## PASSAGE TO READ:
▶

As Driscoll explains, export modes can include either a direct export from its local market to the foreign market or an indirect involvement through an appointed trading house. Then, in a contractual entry mode, a firm can arrange various methods such as licensing, franchising, turnkey projects, non-equity joint ventures and etc. to tap into its international market. In general, this method reduces the level of equity investment and direct participation by the firm. However, some evidence that Driscoll related, such that for franchising, where Burton and Cross (1995) argued that there are possibilities of higher level international involvement and equity investment by the firm. Then, investment modes are methods used for some form of ownership by the firm in the foreign market. For instance, the investments may involve acquisition, merger or greenfield strategy and joint ventures basis, where Driscoll quoted some reference from Kogut and Singh (1988).

4.2 Characteristics of different entry modes Driscoll proposed that the key characteristics of the entry modes methods are level of control, dissemination risk, resource commitment, flexibility and ownership. These characteristics are also supported by many authors such as Agarwal and Ramaswami 1992; Anderson and Gatignon 1986; Douglas and Craig 1989; and etc. As Driscoll argues that control is the key functionality for a firm to maximize its economic efficiency and return of investment in international markets. This was also supported by Hill et al. (1990) where control allows firm to directly manage its operation and decision making which would ensures desired level of achievement in its whole operation and target market. The next method relates to the risk of disseminating the firms knowledge asset to its contractual partner. Driscoll explains that protecting the firms know-how asset is critical to avoid unnecessary threats of survival for the firm.

She quoted Williamson (1985) where risk can be minimized through comprehensive contingent contracts and continuous improvement of technology in products or services would gain a long term competitive advantage. The following entry mode method is resource commitment. Driscoll pointed out that there is a high tendency for firms to commit more business resources as the international business progress. This was supported by Johanson and Vahne (1977) in the Uppsala Internationalization Model as a firm needs to increase its resources commitment when it becomes more experienced and knowledgeable about the foreign markets. The commitment involves financial and physical cost, opportunity cost, and unforeseen risks and threats; for instance, threat of employee abduction and hostile occurrence.

◀

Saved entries
▶

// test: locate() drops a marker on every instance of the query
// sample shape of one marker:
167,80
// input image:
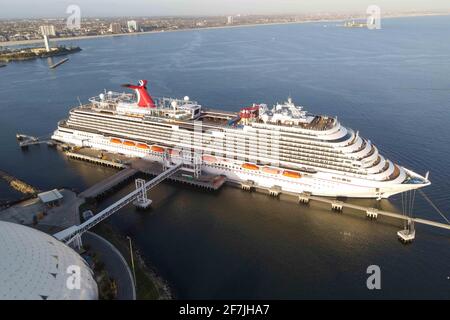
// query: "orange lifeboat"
291,174
250,166
157,149
208,158
174,152
129,143
142,146
270,170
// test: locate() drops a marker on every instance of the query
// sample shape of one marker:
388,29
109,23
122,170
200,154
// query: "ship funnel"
144,98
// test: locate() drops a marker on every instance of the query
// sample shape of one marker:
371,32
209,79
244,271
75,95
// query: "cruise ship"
282,145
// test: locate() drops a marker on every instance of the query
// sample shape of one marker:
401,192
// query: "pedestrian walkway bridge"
74,233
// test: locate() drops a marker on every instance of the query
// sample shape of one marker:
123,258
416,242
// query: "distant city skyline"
114,8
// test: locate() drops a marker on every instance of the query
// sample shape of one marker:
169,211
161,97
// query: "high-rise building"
48,30
47,45
115,27
132,26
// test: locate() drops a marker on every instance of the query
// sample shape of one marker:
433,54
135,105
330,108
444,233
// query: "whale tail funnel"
145,100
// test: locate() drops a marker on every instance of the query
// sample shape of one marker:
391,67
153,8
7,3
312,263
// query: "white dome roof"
34,265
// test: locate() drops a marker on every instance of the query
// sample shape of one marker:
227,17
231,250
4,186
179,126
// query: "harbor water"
392,85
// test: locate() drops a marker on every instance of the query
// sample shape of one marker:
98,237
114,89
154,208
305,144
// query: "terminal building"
36,266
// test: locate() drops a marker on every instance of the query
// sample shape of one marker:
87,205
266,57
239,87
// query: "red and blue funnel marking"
144,98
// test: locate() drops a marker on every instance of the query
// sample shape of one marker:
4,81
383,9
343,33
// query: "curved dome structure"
36,266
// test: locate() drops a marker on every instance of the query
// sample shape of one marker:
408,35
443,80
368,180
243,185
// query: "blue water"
392,85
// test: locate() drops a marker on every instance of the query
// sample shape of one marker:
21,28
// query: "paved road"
115,264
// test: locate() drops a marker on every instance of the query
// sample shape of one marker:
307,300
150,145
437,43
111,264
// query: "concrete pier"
275,191
247,185
109,183
103,162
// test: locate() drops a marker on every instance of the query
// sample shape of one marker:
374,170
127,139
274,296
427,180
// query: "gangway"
27,140
74,232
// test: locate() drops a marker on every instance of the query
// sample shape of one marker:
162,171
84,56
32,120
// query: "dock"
205,181
96,160
109,183
372,213
18,184
27,140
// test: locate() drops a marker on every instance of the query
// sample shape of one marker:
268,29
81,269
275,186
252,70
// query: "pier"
18,184
74,233
27,140
96,160
339,206
109,183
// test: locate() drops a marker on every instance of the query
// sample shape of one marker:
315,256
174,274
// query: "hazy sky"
57,8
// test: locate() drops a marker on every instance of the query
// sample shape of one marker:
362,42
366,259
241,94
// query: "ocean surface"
393,85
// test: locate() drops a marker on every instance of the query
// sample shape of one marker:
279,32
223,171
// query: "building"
115,28
36,266
50,198
132,26
48,30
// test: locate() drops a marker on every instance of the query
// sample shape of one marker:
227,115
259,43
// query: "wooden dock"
370,212
109,183
107,163
207,182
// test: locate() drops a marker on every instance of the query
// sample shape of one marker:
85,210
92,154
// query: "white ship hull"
320,184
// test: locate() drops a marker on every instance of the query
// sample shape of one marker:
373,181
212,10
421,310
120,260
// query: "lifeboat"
142,146
129,143
250,166
270,170
291,174
157,149
208,158
174,152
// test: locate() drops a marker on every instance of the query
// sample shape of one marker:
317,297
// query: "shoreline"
28,42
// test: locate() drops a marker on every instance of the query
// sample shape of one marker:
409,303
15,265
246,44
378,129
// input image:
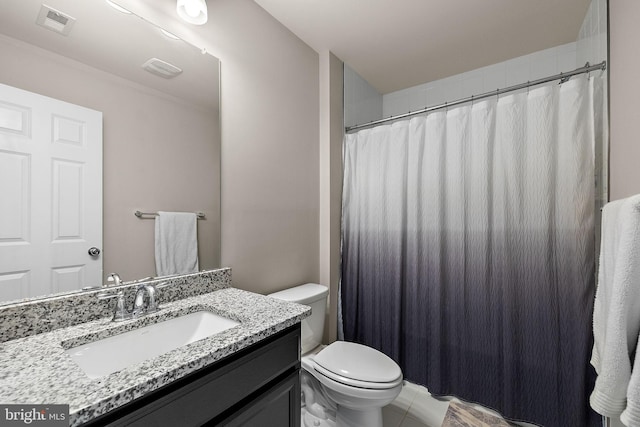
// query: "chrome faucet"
114,277
141,305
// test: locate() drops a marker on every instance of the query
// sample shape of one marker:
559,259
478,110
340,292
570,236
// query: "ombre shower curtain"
468,249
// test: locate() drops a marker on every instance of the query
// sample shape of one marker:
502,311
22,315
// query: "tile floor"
415,407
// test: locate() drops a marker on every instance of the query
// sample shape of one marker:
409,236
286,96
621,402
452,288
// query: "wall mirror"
160,137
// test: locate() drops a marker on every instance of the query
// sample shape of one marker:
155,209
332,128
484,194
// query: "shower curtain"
468,249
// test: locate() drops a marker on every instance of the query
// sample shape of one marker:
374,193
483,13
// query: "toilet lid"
351,361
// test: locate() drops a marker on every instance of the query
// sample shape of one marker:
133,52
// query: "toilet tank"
315,296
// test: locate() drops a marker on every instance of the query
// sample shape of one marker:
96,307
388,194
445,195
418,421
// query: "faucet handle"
114,277
119,311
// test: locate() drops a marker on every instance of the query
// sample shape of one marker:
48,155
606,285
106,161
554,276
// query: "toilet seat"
356,365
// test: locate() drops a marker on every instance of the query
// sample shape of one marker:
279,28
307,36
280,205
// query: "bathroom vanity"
245,375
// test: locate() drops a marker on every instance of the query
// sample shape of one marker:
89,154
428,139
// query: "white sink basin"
112,354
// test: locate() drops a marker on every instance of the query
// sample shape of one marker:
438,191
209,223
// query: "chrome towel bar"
152,215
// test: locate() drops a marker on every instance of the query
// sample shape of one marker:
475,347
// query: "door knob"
94,252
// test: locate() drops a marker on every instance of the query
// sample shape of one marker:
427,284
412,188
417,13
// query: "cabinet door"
280,406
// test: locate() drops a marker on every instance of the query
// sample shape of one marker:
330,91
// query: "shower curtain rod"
562,77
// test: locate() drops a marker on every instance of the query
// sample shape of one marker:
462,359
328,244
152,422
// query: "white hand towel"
617,306
176,243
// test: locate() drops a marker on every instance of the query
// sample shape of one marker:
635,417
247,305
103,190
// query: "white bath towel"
616,320
631,415
176,243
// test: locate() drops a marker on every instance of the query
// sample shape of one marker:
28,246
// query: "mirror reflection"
160,141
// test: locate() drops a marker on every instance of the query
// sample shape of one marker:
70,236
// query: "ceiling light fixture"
192,11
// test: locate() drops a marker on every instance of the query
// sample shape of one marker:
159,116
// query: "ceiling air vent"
161,68
55,20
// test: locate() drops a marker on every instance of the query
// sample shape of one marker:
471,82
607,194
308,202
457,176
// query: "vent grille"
54,20
161,68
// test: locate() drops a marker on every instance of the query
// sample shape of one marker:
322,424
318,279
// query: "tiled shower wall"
363,103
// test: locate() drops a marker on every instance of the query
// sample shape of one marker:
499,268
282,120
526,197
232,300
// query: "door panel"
50,195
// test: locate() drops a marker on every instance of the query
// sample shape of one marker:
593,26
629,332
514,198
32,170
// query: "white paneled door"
50,195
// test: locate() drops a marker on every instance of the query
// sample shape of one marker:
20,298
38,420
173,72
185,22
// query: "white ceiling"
118,43
395,44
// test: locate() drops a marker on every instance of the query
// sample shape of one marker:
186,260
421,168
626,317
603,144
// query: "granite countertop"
36,369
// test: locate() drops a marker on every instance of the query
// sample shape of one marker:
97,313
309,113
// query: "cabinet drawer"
221,388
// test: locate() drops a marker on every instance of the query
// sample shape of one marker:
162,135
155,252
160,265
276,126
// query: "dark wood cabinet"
257,386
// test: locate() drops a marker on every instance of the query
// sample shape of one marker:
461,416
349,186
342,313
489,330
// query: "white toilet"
356,381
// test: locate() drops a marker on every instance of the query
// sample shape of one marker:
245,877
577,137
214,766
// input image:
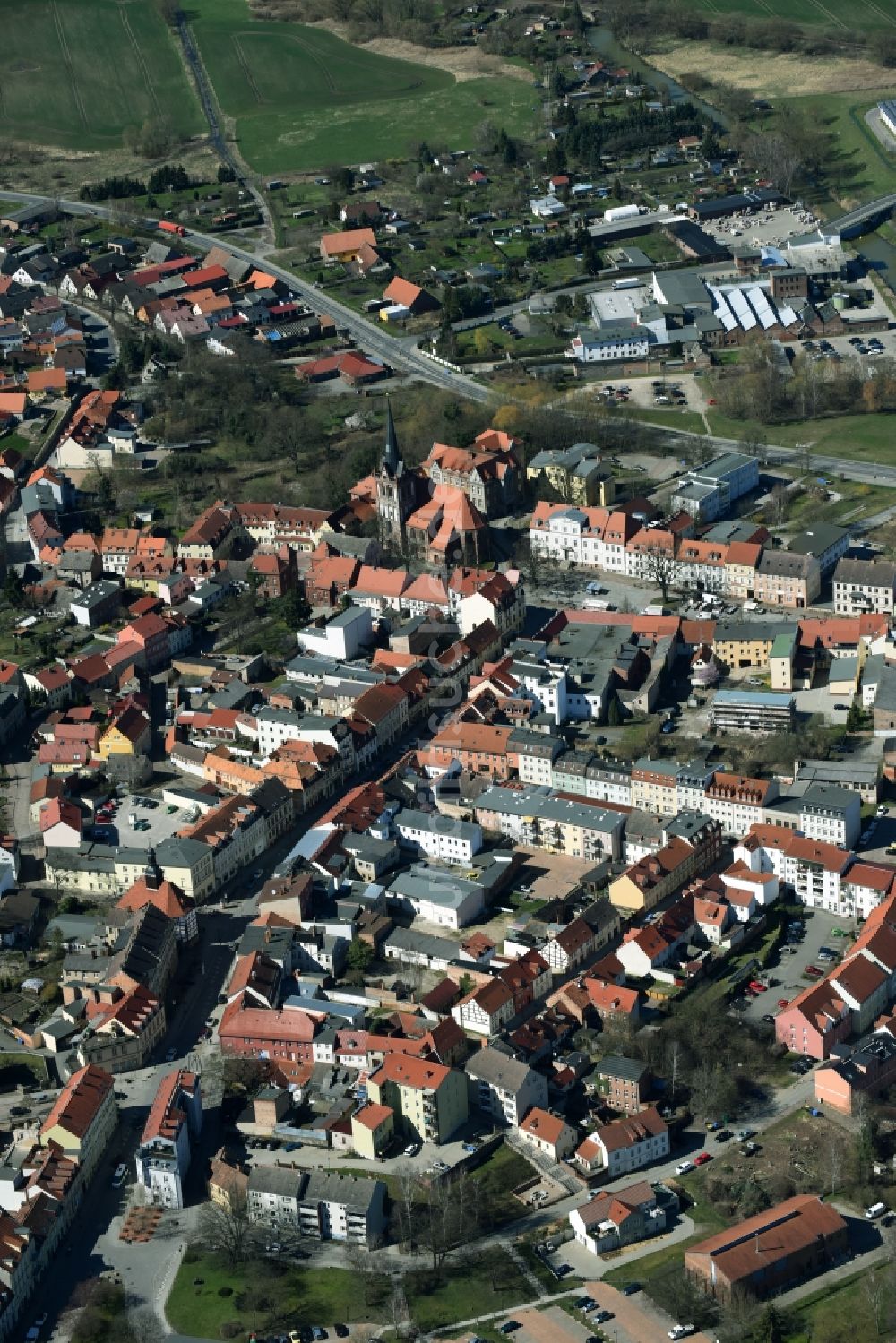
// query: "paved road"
869,473
400,352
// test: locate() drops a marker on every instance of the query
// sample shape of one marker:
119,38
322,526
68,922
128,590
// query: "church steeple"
392,463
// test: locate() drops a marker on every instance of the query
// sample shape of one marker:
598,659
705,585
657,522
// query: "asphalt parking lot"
762,228
161,822
876,837
788,970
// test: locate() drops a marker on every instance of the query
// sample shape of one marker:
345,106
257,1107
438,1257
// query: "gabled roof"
80,1101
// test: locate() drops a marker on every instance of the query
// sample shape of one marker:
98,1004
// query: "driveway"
635,1318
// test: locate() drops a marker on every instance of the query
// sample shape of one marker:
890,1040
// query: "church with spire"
440,509
397,490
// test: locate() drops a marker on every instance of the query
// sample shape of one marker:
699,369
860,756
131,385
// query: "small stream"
880,255
605,45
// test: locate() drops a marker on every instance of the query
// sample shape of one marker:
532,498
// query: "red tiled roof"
80,1101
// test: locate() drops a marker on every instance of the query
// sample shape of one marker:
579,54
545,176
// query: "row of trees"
166,177
646,22
763,388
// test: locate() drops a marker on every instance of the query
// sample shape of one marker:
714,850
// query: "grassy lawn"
864,438
77,74
304,99
868,168
19,442
263,1297
844,1310
489,340
855,501
22,1069
672,418
487,1283
500,1174
804,11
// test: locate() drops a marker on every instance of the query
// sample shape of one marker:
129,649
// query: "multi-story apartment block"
654,786
273,1195
788,579
437,836
429,1100
538,755
864,586
557,825
83,1117
625,1144
737,802
624,1082
343,1208
548,1133
753,710
163,1157
504,1088
823,876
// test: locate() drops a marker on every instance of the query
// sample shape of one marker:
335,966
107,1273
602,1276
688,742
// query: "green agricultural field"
863,167
303,99
77,73
828,13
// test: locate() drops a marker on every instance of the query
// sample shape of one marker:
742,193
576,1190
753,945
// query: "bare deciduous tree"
661,565
228,1230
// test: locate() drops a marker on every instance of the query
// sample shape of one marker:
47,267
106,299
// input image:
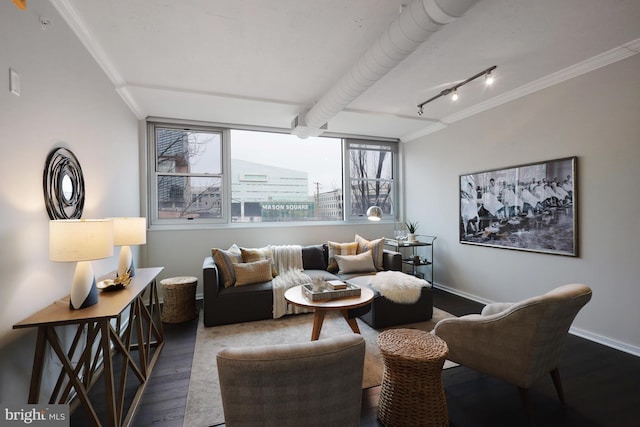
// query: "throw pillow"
375,246
340,249
259,254
224,260
248,273
313,258
361,263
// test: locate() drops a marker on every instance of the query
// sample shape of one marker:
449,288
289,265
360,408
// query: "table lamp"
128,231
81,241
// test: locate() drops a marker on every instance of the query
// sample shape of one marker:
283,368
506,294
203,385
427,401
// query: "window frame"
393,148
155,173
225,220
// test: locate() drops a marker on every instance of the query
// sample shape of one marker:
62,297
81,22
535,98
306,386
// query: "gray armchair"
315,383
516,342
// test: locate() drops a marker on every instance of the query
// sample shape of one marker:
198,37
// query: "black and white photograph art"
529,207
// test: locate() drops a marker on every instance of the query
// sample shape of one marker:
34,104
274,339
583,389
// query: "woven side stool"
179,299
412,393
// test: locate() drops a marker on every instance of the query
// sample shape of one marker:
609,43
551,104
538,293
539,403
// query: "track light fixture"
453,90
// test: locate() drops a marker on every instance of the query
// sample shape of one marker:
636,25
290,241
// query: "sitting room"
456,161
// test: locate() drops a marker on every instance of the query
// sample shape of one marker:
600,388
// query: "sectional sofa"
226,303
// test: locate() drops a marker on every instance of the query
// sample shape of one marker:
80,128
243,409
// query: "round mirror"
67,188
63,185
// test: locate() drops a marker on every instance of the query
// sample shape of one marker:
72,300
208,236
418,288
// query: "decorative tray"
321,292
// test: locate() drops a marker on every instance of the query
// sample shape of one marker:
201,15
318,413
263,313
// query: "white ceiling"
263,62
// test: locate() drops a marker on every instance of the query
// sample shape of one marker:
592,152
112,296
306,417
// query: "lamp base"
84,292
125,263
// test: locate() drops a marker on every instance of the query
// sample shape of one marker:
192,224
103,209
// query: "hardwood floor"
600,385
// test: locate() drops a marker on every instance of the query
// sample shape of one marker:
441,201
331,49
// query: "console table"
102,324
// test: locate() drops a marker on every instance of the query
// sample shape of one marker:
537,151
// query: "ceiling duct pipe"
413,26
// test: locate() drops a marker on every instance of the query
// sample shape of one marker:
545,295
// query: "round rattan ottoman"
412,393
179,299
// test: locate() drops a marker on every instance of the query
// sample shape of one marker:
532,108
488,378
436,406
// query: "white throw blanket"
288,262
398,287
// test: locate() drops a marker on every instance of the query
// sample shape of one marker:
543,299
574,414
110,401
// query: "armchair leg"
555,375
526,403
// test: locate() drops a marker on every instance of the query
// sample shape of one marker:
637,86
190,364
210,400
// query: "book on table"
324,292
336,284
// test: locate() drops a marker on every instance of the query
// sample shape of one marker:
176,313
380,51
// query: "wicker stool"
179,299
412,393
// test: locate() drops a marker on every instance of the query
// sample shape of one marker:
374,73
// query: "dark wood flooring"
600,384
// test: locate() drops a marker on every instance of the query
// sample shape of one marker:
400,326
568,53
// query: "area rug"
204,405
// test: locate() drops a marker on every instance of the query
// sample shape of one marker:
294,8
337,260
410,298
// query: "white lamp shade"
80,239
129,231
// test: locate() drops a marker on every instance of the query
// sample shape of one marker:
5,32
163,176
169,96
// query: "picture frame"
529,207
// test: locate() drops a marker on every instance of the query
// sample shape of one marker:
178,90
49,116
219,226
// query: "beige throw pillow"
248,273
259,254
361,263
340,249
375,246
224,260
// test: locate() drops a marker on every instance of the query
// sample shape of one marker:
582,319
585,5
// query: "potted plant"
412,227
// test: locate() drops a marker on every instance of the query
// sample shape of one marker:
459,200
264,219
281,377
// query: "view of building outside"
274,177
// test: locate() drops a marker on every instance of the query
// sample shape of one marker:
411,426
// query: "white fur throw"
398,287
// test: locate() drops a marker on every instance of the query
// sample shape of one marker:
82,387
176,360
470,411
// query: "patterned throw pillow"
340,249
259,254
375,246
225,260
361,263
248,273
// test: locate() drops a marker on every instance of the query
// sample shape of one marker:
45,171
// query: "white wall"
67,101
595,117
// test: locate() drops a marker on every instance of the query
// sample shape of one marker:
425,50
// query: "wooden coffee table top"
296,296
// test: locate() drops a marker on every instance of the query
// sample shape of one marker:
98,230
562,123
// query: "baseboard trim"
600,339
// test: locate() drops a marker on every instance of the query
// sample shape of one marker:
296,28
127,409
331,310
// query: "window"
204,174
278,177
371,170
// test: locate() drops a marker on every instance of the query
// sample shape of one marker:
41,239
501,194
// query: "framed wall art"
529,207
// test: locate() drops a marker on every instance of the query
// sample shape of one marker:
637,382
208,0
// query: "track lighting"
453,90
488,78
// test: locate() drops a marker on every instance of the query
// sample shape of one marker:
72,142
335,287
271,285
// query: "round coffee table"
296,297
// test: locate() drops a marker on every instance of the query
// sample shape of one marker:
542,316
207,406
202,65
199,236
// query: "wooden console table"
102,324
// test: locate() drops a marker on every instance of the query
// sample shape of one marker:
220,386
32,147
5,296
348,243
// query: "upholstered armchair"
315,383
516,342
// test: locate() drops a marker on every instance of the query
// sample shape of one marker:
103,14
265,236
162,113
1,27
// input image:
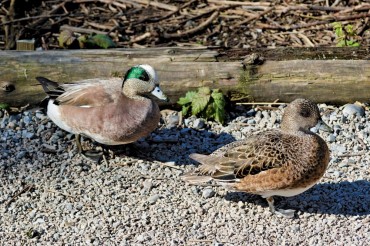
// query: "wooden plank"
286,73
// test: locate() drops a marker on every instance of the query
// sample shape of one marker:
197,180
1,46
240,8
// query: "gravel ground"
51,195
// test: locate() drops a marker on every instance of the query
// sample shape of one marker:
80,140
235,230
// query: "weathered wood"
287,73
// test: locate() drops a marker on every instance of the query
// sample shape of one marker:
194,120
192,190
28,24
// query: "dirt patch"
136,23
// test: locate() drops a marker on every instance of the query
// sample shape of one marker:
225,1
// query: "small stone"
173,121
11,125
28,135
198,124
40,116
153,199
187,122
27,120
148,184
251,122
208,193
14,117
331,138
140,238
353,109
21,154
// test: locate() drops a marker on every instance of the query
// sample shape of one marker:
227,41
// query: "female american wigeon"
280,162
109,111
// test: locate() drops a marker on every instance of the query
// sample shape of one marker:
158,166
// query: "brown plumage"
110,111
283,162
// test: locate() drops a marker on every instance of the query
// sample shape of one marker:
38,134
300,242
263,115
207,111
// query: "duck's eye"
305,112
144,77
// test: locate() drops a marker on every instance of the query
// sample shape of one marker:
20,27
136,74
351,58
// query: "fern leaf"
199,103
219,106
185,110
187,99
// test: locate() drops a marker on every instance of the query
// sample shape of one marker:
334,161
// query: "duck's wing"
260,153
87,93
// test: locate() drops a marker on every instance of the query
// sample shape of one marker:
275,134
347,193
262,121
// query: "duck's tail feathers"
53,89
214,168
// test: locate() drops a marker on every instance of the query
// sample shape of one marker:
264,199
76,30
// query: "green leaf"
199,103
4,106
185,110
352,43
350,31
187,99
67,39
97,41
219,106
204,91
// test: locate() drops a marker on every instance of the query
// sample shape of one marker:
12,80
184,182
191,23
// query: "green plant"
345,35
4,106
206,103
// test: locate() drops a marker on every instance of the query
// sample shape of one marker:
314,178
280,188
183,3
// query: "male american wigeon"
279,162
109,111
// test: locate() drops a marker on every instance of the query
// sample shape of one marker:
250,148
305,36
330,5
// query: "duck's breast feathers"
51,88
257,154
90,93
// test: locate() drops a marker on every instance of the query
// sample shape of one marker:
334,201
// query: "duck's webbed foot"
287,213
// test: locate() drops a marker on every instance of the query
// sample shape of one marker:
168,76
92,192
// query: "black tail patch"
53,89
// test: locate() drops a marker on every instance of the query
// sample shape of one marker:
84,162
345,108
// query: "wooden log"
332,75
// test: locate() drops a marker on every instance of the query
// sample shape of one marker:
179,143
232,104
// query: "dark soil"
135,23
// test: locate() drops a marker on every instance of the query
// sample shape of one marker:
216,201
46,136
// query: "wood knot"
253,59
7,87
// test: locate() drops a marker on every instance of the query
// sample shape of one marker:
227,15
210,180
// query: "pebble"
208,193
153,199
353,109
134,200
198,124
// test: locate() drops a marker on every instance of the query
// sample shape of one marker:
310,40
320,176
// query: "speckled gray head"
302,114
146,80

◀

## SET TASK 1:
Translate this sentence from the text on market entry modes into Spanish: "In general, this method reduces the level of equity investment and direct participation by the firm."
## SET TASK 2:
In the text on market entry modes, what did Driscoll propose as the key characteristics of entry modes?
The data are separate material and have no connection to the text on market entry modes.

## FINISHED ANSWER 1:
En general, este método reduce el nivel de inversión de capital y la participación directa de la empresa.

## FINISHED ANSWER 2:
Level of control, dissemination risk, resource commitment, flexibility and ownership.